### [Job]
Reproduce every one of the records below verbatim, keeping each line unchanged and in its original order.

Annotated coordinate records
■ ■ ■ ■

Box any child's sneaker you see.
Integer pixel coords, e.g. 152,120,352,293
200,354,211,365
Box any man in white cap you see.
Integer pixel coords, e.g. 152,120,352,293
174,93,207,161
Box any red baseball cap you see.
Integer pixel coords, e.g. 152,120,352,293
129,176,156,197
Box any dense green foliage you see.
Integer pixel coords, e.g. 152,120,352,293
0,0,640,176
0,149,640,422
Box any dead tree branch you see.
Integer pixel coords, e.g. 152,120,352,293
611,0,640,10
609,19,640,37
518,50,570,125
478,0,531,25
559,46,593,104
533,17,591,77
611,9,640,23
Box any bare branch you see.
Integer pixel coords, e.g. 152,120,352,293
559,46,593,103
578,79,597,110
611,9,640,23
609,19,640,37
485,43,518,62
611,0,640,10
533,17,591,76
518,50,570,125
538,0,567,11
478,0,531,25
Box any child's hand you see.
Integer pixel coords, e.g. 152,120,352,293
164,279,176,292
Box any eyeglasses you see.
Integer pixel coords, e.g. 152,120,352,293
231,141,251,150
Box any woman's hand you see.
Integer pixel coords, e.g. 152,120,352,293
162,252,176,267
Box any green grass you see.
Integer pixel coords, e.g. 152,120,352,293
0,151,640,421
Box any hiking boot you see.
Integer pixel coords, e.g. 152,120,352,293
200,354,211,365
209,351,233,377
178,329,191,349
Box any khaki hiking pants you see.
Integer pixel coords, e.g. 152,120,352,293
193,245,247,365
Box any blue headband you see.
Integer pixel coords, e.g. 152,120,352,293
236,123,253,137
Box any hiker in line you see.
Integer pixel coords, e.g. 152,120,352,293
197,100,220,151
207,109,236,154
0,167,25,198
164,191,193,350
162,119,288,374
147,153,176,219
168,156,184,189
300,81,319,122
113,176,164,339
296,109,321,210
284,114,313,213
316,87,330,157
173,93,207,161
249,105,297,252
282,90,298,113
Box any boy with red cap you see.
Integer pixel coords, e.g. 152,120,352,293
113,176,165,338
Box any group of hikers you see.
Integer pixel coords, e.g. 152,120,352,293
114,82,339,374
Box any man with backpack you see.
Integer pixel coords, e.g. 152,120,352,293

■ ■ ■ ■

### [Answer for the task]
Box any child's sneaker you see.
Integer pixel coords, e.g. 152,120,352,293
200,354,211,365
Box any man in white cap you see.
Integer pixel coords, e.g. 152,120,352,293
174,93,207,161
Box any red baseball cap you see.
Integer pixel coords, e.g. 152,120,352,293
129,176,156,197
Box any dense green foliage you see.
Integer pixel coords, e.g. 152,120,352,293
0,0,640,176
0,149,640,422
Box any dead tree branch you see.
Integer pixel coords, e.g. 152,120,352,293
611,0,640,10
609,19,640,37
518,50,570,125
478,0,531,25
559,46,593,104
533,17,591,77
611,9,640,23
Box any bare branch you see.
Integer pixel coords, e.g. 152,120,352,293
559,46,593,103
578,79,597,110
611,9,640,23
609,19,640,37
485,43,518,62
611,0,640,10
533,17,591,76
518,50,570,125
538,0,567,11
478,0,531,25
Box any child's hand you see.
Integer pixel coords, e.g. 152,120,352,293
164,279,176,292
Box any eyeglasses you see.
Integer pixel coords, e.g. 152,120,352,293
231,141,251,150
Box any woman's hand you see.
Integer pixel coords, e.g. 152,120,352,293
162,252,176,267
Box any green grass you see.
Integer pixel coords, e.g. 152,120,352,293
0,151,640,421
Box any hiking boot you see.
Integer pixel coords, e.g. 152,120,352,293
200,354,211,365
209,351,233,377
178,329,191,349
Box any khaki hiking pants you see.
Integer pixel coords, e.g. 152,120,352,293
193,245,247,365
Box any blue headband you see.
Integer pixel coords, e.g. 152,120,352,293
236,123,253,137
Box any hiker in line you see.
Integer pixel coords, e.g. 152,120,352,293
197,100,220,151
207,109,236,154
0,167,25,198
164,191,193,350
162,119,288,374
147,153,176,219
168,156,184,189
300,81,319,122
113,176,164,339
296,109,321,210
284,114,313,213
316,87,330,157
173,93,207,161
249,105,297,252
282,90,298,113
Box any boy with red cap you see.
Integer pixel coords, e.g. 152,120,352,293
113,176,165,338
Box any group of hikers you see.
Integer pixel coords, e.g. 152,120,352,293
114,82,339,374
Box any man with backpack you see.
Integer pixel coords, e.g. 152,120,352,293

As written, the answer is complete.